## Available records
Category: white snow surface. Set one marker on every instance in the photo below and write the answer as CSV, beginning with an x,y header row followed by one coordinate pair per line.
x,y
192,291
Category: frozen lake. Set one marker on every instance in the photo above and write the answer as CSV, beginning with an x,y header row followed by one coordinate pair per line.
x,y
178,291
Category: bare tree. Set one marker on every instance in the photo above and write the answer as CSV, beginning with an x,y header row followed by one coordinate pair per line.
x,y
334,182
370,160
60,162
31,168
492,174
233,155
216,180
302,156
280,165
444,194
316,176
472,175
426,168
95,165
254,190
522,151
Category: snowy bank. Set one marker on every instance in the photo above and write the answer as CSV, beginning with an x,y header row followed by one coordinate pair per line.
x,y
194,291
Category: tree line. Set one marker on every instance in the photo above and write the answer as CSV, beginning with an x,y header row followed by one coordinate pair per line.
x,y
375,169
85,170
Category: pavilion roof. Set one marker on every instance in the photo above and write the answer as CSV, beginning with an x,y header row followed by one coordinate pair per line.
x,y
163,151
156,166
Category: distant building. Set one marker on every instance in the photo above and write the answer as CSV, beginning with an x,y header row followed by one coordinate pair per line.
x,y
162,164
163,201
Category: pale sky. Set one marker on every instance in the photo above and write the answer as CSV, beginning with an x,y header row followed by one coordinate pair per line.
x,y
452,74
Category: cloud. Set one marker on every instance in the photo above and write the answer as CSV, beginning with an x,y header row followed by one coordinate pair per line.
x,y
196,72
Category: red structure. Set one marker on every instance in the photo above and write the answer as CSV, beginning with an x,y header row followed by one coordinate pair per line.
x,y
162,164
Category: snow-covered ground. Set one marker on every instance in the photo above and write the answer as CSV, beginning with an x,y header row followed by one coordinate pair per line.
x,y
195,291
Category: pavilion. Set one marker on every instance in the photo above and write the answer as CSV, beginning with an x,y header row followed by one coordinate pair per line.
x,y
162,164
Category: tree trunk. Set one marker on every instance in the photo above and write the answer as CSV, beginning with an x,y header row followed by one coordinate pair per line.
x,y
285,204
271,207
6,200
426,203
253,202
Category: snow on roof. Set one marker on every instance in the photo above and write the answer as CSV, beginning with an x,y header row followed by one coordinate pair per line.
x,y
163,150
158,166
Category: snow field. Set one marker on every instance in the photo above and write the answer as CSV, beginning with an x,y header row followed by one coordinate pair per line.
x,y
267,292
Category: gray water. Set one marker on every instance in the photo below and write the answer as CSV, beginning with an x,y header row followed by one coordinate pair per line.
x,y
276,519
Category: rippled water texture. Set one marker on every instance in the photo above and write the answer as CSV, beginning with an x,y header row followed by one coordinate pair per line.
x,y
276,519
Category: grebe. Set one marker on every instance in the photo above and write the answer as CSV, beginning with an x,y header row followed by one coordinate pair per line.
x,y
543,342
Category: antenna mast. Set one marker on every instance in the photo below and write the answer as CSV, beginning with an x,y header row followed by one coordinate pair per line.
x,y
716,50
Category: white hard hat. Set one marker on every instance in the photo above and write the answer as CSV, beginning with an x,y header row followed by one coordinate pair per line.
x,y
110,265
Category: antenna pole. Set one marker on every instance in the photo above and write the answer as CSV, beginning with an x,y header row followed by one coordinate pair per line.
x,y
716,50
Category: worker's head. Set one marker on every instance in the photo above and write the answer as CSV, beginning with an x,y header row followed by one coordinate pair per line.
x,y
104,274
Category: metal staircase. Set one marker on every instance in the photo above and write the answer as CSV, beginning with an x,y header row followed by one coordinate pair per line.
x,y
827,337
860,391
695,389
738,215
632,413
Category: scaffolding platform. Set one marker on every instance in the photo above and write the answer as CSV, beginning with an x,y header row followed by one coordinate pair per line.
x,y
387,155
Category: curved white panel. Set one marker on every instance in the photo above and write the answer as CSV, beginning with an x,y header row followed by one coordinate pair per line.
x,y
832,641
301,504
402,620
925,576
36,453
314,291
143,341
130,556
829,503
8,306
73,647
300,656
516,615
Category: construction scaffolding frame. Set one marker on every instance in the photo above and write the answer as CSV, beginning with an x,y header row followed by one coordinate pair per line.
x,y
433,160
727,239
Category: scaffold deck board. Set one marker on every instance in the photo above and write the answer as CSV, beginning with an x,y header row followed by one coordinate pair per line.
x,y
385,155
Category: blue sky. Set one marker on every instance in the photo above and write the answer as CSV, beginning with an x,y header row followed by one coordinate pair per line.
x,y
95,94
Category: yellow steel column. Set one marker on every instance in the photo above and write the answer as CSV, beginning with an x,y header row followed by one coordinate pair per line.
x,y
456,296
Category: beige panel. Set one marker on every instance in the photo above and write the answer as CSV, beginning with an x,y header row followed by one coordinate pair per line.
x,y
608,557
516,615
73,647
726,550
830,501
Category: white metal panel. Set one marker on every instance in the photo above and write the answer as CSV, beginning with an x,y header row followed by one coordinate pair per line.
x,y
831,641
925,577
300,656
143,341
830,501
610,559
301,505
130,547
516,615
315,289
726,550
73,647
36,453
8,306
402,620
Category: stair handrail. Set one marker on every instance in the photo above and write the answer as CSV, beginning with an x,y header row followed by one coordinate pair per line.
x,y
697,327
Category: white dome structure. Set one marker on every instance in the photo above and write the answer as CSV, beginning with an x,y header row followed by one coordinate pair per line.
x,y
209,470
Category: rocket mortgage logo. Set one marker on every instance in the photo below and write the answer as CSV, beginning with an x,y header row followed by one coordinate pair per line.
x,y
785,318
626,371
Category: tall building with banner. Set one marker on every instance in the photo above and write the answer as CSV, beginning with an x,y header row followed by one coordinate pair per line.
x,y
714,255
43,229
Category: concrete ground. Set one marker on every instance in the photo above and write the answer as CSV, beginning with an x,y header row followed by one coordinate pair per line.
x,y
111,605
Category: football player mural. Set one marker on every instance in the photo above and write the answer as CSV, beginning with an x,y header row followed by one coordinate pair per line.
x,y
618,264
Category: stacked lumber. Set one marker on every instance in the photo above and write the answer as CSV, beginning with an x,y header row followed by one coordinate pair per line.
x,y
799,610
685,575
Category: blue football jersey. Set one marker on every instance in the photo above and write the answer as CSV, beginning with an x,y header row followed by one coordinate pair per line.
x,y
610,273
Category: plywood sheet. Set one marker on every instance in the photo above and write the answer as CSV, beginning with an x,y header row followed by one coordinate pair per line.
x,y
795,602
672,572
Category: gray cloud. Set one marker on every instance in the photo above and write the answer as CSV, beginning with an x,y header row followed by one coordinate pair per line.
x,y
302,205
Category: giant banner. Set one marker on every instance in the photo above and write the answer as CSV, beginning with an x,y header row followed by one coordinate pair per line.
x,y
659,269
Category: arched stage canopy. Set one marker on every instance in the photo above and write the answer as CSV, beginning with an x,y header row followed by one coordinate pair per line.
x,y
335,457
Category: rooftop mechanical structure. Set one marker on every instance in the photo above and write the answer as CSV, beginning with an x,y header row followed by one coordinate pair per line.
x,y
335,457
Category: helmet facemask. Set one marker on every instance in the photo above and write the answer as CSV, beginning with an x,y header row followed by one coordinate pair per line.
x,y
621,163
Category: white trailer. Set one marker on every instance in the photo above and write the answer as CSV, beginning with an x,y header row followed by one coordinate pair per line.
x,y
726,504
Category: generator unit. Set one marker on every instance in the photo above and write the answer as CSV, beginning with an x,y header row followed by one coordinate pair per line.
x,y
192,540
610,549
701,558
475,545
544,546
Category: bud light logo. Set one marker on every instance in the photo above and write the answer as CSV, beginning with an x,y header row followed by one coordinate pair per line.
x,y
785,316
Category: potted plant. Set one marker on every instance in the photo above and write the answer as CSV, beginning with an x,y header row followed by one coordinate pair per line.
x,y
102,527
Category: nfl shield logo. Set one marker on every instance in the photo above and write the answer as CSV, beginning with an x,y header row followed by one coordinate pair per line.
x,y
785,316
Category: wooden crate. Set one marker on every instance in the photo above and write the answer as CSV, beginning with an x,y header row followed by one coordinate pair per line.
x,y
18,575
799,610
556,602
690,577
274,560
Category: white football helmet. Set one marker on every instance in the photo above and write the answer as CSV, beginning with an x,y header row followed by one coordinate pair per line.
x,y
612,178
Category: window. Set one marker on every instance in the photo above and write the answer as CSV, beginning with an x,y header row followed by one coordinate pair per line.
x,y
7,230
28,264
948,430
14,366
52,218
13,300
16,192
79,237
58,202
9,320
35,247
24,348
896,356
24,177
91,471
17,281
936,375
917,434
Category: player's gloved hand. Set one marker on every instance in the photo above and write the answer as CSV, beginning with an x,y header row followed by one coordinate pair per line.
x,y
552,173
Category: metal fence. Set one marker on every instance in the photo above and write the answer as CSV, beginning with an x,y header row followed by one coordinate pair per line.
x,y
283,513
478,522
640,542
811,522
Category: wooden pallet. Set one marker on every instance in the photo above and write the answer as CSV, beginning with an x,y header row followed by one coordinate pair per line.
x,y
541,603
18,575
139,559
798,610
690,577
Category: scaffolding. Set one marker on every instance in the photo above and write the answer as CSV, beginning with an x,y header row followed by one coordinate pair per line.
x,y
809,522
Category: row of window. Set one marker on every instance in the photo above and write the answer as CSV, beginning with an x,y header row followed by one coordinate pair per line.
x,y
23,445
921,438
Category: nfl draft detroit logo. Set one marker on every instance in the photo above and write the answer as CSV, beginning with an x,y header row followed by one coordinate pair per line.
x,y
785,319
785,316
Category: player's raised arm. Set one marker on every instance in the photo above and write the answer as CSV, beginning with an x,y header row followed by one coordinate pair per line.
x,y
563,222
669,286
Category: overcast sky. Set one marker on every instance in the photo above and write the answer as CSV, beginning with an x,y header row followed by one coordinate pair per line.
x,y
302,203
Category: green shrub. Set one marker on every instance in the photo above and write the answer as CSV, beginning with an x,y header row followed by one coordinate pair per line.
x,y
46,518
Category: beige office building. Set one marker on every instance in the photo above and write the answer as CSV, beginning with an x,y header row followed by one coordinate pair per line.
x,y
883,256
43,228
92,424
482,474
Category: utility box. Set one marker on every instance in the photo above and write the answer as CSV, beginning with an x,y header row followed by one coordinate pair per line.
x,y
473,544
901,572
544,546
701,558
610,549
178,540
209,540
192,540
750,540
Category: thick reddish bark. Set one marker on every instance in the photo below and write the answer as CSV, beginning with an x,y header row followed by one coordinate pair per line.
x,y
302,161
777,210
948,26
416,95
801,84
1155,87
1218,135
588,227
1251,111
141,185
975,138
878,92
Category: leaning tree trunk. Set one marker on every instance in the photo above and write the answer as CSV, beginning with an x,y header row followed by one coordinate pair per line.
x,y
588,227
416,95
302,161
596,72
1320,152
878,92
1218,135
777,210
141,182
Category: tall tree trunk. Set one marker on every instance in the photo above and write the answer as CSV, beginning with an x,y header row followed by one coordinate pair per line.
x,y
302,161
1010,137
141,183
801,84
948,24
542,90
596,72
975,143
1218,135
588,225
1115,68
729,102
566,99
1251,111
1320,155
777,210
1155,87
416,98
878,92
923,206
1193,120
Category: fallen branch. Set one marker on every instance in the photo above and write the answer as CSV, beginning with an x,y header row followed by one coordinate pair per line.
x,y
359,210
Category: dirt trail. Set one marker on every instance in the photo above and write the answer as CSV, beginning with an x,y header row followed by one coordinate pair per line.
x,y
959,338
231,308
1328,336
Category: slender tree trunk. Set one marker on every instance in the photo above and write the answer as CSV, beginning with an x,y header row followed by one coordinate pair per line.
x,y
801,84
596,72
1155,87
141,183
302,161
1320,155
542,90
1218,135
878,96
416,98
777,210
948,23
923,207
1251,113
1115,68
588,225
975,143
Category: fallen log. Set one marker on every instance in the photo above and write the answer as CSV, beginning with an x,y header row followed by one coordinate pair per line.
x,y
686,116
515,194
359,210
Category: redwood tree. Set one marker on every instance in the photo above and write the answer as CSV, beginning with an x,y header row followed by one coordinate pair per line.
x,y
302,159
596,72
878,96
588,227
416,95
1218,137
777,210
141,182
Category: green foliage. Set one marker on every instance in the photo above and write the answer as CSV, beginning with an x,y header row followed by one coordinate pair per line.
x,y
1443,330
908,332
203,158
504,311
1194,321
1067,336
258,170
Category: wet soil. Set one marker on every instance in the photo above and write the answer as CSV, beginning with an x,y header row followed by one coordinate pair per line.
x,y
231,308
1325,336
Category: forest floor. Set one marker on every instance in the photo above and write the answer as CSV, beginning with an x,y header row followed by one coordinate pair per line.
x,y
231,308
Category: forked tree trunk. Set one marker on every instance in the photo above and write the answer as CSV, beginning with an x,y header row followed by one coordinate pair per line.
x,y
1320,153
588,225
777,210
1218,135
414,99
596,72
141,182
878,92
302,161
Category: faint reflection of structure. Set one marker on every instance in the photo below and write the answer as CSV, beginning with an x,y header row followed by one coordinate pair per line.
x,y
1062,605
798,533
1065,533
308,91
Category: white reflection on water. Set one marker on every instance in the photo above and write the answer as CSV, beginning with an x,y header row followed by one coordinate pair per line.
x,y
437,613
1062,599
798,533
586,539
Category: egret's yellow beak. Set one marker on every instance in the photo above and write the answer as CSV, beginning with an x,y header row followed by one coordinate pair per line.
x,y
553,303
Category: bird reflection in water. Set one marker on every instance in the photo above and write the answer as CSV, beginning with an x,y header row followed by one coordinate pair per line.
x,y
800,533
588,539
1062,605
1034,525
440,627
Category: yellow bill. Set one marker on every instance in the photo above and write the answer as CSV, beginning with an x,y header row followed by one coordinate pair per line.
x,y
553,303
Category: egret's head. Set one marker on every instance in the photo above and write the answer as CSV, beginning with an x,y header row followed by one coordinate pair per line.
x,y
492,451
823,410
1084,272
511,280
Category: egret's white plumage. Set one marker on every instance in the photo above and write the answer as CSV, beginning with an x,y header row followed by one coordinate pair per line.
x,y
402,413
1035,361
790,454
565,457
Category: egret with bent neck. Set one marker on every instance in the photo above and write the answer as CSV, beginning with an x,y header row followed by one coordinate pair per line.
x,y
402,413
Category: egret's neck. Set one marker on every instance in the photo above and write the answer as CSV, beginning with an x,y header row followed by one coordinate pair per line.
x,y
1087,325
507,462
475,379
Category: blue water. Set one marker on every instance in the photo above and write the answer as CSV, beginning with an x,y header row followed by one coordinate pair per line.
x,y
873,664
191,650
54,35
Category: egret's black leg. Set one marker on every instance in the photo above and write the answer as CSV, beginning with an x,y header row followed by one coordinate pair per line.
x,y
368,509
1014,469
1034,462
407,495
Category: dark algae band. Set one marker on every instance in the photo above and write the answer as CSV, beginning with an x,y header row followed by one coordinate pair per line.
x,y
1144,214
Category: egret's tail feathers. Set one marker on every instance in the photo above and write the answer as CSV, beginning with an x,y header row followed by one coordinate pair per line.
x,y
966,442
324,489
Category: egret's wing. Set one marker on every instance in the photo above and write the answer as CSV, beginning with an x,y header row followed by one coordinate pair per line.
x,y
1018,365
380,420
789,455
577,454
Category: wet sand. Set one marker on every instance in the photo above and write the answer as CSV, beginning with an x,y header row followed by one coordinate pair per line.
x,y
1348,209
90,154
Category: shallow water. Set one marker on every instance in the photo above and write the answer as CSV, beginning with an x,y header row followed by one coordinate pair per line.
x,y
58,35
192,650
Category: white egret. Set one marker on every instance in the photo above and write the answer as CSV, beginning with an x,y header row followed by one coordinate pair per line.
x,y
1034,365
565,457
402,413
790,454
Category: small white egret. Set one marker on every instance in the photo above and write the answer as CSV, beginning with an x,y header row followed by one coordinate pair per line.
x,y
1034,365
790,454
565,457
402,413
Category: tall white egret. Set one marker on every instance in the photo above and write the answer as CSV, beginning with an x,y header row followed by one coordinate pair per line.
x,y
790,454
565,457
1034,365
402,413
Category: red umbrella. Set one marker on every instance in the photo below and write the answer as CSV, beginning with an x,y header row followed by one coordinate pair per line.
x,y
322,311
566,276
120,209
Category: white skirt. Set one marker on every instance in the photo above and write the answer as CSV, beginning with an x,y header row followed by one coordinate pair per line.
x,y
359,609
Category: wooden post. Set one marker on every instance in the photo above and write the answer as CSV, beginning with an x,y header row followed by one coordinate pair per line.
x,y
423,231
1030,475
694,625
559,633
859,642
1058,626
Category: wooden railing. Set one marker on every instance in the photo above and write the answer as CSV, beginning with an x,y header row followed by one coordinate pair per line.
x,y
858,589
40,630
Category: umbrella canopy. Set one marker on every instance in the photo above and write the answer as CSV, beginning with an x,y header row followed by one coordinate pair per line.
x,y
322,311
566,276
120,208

## Exercise directions
Beginning with the line that contains "Category: red umbrella.", repeat every line through the end of the records and nothing more.

## Solved problem
Category: red umbrella. Set one marker on every instance in the photo below and write the answer as CSV, beginning with an x,y header row followed by one coordinate pair per line.
x,y
322,311
566,276
120,209
Category: white skirt. Set one marker on every instance in the photo above and write the answer as CSV, beginning with an x,y header row followed by one coordinate pair per line.
x,y
359,609
Category: wooden post. Set one marker on every instance in the photo above and write the answer as CSV, beginning with an x,y header row followed by one coordinate pair per line.
x,y
423,231
1030,475
694,625
559,633
859,642
1058,626
Category: wooden railing. Set one marker on every instance in the photo above and write the answer as CSV, beginning with an x,y header row followed by one coordinate pair per line.
x,y
858,589
40,630
Category: umbrella canopy. Set one marker on every instance in the photo above and write the answer as CSV, beginning with an x,y header row followed by one coordinate pair per line.
x,y
322,311
566,276
120,208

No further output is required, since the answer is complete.